Source data.
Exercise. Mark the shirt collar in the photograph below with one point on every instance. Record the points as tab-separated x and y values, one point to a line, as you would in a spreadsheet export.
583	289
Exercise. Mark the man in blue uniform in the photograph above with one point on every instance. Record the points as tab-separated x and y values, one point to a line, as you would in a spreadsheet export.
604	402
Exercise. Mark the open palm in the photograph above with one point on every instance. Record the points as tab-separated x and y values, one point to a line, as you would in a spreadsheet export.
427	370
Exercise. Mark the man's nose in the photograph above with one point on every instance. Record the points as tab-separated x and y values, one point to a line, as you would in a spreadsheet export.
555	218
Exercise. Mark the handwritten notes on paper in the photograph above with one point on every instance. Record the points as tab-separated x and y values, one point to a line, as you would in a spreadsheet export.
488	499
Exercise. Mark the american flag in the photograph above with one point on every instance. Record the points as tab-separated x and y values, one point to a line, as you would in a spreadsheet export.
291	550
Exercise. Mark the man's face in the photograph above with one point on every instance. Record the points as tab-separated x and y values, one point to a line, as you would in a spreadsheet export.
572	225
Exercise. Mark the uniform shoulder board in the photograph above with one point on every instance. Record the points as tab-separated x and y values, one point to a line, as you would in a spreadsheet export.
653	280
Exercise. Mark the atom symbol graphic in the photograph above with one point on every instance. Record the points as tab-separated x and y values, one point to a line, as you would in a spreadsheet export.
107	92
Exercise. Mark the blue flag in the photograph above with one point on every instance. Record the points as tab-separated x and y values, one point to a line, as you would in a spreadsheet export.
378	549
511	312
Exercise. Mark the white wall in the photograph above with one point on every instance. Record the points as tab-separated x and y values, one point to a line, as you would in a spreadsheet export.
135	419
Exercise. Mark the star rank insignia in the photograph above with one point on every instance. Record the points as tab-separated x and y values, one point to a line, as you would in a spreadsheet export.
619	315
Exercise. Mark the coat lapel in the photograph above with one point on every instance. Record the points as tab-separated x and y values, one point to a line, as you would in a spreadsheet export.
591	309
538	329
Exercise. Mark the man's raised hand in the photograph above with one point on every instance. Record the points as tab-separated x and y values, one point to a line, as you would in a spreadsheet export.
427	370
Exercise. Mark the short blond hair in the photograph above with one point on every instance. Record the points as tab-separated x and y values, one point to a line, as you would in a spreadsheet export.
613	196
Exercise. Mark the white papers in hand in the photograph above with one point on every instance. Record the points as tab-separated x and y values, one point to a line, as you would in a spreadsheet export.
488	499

Required work.
Copy out, unchanged, every line from the one containing "Exercise. Mark the blue" through the last of the entries above.

Full output.
Exercise. Mark the blue flag in the photograph above with one point on every instance. Record the points as tab-separated x and y values, one point to a line, as you would in a spreadsheet export.
378	549
511	312
Exercise. Mark the white wall in the photograph above with one point on every instance. Record the points as tab-separated x and y values, one point to a line, as you would in a spreadsheet export.
135	419
Exercise. Mark the star rank insignia in the photograph above with one point on every instance. Record the points as tab-separated x and y values, one point to a line, as you would in a spreadsheet export.
619	315
Exercise. Mark the coat lapel in the photograph above with one point on every instance. Record the points as tab-separated x and y values, one point to a line, as you would in a spreadsheet export.
591	309
538	329
Exercise. Mark the man's raised hand in the photograph above with one point on every instance. Record the points as tab-separated x and y values, one point to a line, as you would in a spreadsheet export.
427	370
Exercise. Mark the short blond hair in the photograph above with one point on every instance. Record the points as tab-separated x and y values, one point to a line, as you would in a spreadsheet export.
613	196
Exercise. Mark the white papers in hand in the photograph above with one point on every instance. Record the points as tab-separated x and y values, one point to a line, as you would in a spreadsheet export.
488	499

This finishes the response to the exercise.